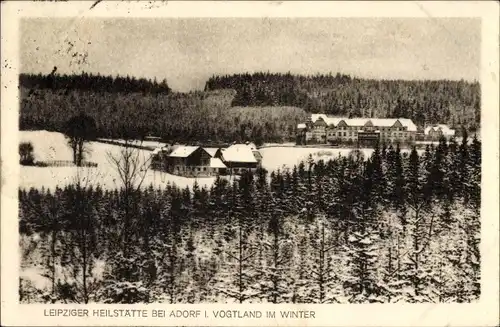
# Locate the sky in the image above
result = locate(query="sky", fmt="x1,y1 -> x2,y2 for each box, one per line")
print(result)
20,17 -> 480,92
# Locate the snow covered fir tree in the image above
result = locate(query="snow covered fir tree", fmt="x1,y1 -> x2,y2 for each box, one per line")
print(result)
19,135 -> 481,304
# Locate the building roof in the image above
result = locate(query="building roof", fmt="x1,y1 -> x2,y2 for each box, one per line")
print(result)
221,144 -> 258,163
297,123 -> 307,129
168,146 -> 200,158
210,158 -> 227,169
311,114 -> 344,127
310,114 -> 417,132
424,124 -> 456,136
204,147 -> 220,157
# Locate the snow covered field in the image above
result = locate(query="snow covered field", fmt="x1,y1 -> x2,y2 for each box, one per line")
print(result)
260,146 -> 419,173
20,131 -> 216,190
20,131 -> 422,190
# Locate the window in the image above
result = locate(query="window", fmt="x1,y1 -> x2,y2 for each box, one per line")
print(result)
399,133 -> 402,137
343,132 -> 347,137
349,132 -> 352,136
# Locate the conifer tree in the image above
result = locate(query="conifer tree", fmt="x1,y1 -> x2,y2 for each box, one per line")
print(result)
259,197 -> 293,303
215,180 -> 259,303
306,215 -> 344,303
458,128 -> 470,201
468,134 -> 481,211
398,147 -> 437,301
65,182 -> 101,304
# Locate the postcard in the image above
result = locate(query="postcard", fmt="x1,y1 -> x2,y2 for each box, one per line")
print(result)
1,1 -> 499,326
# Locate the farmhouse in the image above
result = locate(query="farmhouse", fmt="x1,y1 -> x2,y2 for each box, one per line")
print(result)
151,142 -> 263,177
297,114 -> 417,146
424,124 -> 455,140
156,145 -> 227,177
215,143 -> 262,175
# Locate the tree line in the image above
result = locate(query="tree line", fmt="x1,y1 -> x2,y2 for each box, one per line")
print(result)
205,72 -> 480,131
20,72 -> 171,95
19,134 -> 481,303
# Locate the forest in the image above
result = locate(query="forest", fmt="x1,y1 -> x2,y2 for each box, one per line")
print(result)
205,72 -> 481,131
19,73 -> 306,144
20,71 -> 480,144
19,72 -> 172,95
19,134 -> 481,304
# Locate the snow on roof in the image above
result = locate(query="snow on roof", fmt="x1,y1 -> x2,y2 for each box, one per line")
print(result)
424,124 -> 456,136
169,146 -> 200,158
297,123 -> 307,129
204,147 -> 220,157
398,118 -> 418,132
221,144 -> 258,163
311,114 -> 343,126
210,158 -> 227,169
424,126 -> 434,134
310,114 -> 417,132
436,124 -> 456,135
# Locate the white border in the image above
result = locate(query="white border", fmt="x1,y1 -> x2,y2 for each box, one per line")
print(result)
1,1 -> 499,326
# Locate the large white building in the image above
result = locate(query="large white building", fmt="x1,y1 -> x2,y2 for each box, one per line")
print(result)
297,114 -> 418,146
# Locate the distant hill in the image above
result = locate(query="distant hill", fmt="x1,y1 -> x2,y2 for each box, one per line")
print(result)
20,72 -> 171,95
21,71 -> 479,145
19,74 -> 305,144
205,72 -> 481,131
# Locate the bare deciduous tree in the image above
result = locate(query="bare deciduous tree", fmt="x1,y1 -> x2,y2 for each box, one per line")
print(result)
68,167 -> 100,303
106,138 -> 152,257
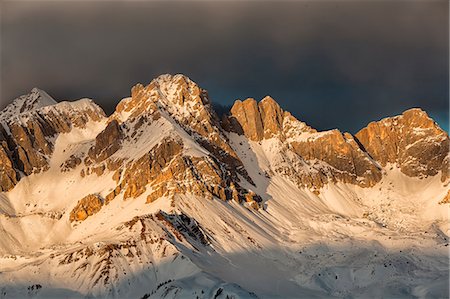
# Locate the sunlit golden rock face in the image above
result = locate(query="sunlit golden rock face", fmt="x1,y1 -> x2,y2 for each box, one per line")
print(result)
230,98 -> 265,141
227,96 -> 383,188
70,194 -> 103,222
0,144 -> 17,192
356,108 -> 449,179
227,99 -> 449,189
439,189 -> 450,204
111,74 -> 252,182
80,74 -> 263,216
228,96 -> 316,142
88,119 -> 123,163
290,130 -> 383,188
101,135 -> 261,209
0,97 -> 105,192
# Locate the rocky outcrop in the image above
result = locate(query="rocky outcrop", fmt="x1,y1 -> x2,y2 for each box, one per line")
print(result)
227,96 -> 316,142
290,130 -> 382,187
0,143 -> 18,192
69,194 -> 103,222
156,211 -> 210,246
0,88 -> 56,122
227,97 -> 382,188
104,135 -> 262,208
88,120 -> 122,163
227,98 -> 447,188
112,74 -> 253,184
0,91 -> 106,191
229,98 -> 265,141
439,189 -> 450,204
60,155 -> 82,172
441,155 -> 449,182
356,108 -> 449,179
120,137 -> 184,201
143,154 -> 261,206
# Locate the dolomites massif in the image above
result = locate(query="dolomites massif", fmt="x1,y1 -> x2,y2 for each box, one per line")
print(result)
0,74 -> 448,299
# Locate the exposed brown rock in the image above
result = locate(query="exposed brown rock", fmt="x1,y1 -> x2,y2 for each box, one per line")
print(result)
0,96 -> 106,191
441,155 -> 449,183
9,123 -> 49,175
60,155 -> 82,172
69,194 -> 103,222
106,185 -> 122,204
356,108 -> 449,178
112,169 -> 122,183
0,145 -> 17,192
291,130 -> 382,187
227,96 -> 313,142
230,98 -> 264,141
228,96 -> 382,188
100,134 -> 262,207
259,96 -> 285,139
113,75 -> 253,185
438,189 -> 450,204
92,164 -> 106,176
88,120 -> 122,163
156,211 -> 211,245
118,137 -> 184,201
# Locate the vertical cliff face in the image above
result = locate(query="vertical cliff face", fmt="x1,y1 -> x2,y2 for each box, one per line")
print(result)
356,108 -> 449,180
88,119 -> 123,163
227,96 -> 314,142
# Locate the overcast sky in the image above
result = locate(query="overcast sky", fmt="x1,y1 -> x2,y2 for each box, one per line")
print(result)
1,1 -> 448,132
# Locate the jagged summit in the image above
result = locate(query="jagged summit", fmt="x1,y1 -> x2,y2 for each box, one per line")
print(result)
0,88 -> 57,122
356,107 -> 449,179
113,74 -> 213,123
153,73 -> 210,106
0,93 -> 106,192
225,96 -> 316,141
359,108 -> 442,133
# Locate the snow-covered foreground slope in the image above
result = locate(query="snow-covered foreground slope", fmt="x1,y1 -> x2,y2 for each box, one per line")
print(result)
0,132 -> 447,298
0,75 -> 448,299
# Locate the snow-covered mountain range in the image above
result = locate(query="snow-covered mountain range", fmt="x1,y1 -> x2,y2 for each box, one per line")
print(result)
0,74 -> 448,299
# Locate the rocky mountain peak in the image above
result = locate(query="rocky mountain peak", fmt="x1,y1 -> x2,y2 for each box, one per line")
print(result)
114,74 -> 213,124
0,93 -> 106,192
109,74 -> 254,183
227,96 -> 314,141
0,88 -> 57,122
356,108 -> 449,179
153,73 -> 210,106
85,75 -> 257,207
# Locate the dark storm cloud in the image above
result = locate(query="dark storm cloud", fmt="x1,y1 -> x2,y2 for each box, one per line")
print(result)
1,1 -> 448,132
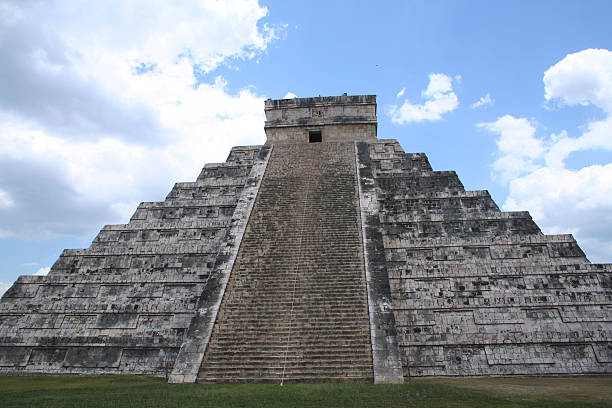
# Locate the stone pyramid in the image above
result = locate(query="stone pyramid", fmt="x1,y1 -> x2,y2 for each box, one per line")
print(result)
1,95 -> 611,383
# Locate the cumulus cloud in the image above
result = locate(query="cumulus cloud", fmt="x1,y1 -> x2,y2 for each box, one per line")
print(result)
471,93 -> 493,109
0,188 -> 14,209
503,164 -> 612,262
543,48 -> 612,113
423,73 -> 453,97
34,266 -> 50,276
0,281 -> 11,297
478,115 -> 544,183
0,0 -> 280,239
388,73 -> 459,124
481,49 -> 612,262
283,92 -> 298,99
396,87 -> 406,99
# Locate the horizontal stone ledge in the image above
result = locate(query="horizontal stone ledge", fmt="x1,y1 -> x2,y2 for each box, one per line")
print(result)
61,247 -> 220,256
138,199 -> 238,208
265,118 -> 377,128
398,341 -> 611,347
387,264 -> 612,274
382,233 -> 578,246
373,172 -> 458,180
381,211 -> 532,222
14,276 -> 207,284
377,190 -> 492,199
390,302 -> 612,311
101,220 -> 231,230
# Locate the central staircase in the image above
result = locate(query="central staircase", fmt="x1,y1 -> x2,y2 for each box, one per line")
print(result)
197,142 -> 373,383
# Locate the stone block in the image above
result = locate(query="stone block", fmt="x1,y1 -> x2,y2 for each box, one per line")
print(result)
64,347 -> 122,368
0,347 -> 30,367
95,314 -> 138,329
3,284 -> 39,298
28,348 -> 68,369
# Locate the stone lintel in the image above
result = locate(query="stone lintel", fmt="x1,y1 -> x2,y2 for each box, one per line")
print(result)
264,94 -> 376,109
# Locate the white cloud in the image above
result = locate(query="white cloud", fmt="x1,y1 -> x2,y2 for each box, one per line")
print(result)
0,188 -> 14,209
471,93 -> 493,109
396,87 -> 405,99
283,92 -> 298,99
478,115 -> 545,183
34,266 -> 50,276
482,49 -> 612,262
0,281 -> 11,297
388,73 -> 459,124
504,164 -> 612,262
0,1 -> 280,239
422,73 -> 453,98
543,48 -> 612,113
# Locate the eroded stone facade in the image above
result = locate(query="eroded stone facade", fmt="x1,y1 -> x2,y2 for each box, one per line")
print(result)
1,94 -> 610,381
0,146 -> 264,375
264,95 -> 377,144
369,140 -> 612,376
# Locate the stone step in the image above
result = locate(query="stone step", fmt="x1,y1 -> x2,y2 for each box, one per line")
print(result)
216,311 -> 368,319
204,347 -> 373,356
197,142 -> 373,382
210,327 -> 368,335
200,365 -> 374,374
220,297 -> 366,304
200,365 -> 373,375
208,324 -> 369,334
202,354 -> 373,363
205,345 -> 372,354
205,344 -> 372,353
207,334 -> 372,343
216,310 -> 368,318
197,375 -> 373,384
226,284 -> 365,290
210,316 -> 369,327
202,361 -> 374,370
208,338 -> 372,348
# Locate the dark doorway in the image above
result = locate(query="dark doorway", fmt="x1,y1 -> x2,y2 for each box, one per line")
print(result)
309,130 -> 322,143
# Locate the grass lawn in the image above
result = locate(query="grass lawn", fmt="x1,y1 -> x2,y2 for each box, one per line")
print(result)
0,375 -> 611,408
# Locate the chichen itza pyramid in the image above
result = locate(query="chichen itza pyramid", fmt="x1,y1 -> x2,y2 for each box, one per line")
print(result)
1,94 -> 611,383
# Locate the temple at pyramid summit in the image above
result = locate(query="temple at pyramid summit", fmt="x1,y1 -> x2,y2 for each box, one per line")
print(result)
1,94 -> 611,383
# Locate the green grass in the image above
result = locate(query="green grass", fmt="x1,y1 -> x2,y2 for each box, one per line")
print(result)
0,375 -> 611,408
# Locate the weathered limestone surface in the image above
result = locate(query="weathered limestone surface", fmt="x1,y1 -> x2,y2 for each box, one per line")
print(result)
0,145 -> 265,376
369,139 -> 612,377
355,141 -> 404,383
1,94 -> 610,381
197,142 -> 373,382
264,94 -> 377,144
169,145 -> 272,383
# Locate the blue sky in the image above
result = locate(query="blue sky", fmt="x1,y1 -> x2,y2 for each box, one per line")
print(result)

● **Problem to solve**
Among the entries above, determine how many lines contain "sunlit", then output only that number.

● **Response to this task**
2